## Task
After locating the line that contains "Need: a point for each instance of the white" in the data below, set down exactly that line and each one after it through the line that contains "Need: a point for each instance of the matte", and nothing more.

## Source material
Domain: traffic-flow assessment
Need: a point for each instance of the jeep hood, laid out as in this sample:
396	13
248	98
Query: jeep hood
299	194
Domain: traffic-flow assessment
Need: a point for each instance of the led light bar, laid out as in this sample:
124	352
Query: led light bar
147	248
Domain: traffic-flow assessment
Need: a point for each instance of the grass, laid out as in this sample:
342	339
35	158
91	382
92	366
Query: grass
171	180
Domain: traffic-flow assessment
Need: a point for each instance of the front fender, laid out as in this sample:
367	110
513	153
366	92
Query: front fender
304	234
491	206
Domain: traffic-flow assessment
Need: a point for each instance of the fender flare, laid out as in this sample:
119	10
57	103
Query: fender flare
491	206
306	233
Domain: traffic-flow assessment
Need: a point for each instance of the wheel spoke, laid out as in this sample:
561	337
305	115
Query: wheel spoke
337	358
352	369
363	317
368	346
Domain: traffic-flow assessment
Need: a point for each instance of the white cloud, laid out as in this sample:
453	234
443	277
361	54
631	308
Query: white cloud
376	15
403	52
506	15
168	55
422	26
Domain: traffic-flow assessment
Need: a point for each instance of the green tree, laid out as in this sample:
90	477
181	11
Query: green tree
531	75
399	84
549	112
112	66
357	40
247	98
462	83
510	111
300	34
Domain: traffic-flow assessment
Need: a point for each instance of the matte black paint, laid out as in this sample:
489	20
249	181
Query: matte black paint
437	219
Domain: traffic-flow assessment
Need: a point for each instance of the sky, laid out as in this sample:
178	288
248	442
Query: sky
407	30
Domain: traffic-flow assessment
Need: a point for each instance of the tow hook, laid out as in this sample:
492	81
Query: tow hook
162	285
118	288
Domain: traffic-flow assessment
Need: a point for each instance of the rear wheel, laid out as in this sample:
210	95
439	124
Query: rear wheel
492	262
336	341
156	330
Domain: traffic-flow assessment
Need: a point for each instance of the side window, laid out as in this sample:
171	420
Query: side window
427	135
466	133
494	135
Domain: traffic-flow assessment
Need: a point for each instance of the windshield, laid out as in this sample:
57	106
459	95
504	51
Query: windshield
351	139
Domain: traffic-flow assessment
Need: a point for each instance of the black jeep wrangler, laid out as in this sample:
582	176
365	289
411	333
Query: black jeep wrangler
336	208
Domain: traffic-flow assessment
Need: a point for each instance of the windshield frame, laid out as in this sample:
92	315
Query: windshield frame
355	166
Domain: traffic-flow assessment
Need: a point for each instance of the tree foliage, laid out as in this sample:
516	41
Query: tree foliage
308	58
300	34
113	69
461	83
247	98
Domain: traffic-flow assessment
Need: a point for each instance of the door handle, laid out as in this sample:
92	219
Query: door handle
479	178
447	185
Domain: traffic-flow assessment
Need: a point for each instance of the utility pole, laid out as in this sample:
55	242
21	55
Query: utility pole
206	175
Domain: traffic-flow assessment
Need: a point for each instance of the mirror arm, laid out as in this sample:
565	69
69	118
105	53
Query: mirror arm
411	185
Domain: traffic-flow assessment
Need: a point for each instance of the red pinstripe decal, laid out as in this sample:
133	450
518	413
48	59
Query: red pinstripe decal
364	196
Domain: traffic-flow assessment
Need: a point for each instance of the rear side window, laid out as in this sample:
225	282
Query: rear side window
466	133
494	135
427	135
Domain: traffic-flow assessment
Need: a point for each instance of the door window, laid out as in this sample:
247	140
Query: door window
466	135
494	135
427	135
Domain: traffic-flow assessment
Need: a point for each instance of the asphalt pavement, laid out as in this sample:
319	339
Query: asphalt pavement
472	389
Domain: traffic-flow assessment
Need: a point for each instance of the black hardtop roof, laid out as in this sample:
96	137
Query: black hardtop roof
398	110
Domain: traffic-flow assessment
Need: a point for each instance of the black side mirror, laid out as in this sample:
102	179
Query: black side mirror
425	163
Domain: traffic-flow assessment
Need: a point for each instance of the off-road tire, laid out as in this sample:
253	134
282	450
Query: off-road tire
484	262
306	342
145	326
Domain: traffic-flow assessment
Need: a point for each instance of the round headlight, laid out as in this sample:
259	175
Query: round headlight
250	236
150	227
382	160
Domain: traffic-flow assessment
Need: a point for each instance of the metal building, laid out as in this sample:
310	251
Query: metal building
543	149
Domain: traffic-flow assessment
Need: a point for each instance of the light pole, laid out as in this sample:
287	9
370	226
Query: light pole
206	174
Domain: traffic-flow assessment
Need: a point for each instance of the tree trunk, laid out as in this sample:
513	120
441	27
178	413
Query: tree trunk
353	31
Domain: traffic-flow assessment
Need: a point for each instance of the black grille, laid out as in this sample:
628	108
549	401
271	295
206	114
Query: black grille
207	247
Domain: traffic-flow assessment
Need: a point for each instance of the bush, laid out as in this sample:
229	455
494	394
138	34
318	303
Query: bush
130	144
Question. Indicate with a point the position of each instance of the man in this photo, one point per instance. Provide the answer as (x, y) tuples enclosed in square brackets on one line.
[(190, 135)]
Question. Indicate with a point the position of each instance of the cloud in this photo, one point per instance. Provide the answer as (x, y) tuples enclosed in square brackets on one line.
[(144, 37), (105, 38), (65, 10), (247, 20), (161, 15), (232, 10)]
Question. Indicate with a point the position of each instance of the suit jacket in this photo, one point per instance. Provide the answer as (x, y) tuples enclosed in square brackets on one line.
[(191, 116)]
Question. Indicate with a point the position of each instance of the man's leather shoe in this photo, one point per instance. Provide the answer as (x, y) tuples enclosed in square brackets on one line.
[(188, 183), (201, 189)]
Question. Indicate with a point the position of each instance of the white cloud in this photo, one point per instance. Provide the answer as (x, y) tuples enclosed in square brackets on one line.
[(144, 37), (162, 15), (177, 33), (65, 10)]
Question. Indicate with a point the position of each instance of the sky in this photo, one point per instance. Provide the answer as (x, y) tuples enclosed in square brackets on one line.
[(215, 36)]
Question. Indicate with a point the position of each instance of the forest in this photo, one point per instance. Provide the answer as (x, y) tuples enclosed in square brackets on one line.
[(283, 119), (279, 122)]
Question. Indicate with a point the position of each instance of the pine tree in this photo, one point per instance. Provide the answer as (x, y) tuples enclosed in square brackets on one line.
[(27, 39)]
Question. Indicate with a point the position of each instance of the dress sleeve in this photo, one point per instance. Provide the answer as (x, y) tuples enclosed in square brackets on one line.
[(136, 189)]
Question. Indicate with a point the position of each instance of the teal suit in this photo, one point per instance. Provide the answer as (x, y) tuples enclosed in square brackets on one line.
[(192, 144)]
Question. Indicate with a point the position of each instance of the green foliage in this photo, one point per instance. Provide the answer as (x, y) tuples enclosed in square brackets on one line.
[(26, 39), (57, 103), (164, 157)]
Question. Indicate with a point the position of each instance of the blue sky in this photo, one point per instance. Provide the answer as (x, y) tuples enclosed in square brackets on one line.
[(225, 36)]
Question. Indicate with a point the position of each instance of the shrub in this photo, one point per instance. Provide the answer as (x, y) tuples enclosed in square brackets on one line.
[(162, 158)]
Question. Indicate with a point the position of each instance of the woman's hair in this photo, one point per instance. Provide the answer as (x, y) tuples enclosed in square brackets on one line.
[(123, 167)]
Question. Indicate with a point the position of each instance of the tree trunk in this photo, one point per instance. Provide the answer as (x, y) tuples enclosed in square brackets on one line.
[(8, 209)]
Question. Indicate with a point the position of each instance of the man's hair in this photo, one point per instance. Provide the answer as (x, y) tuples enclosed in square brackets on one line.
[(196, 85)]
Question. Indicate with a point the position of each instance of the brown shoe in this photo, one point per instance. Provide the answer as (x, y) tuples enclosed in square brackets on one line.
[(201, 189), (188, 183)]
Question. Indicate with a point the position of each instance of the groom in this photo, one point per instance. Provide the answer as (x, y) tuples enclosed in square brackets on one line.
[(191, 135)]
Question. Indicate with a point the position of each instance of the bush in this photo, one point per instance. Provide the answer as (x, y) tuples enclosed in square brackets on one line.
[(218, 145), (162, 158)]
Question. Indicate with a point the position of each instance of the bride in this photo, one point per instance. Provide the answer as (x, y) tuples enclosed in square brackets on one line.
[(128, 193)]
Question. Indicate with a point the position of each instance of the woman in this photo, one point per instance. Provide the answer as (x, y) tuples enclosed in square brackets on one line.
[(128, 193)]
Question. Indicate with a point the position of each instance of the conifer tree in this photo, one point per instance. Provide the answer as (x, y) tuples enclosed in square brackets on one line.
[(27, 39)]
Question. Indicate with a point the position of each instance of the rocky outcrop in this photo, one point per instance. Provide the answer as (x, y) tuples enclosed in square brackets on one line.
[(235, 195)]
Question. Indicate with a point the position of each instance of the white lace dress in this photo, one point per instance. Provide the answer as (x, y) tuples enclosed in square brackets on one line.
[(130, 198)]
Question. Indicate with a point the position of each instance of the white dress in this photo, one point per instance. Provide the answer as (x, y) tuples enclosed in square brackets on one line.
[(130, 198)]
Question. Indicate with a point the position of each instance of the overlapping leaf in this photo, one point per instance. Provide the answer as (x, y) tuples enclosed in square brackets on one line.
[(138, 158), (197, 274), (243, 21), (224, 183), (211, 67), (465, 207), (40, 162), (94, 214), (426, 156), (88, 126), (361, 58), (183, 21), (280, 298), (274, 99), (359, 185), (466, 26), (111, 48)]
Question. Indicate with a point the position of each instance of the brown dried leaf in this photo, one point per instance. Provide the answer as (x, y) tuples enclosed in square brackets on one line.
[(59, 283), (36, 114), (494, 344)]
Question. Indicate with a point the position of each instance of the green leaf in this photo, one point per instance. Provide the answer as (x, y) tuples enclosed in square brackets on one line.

## Answer area
Need: a point for each instance of the white cloud, laid out as in this sample:
453	234
443	277
361	54
631	308
Query: white cloud
376	15
403	52
506	15
168	55
422	26
Domain: traffic-flow assessment
Need: a point for each instance of the green tree, laid out as in this sample:
90	477
181	11
Query: green tree
531	75
399	84
549	112
112	66
357	40
247	98
462	83
510	111
300	34
Domain: traffic-flow assessment
Need: a point for each instance of the matte black paint, laid out as in this sample:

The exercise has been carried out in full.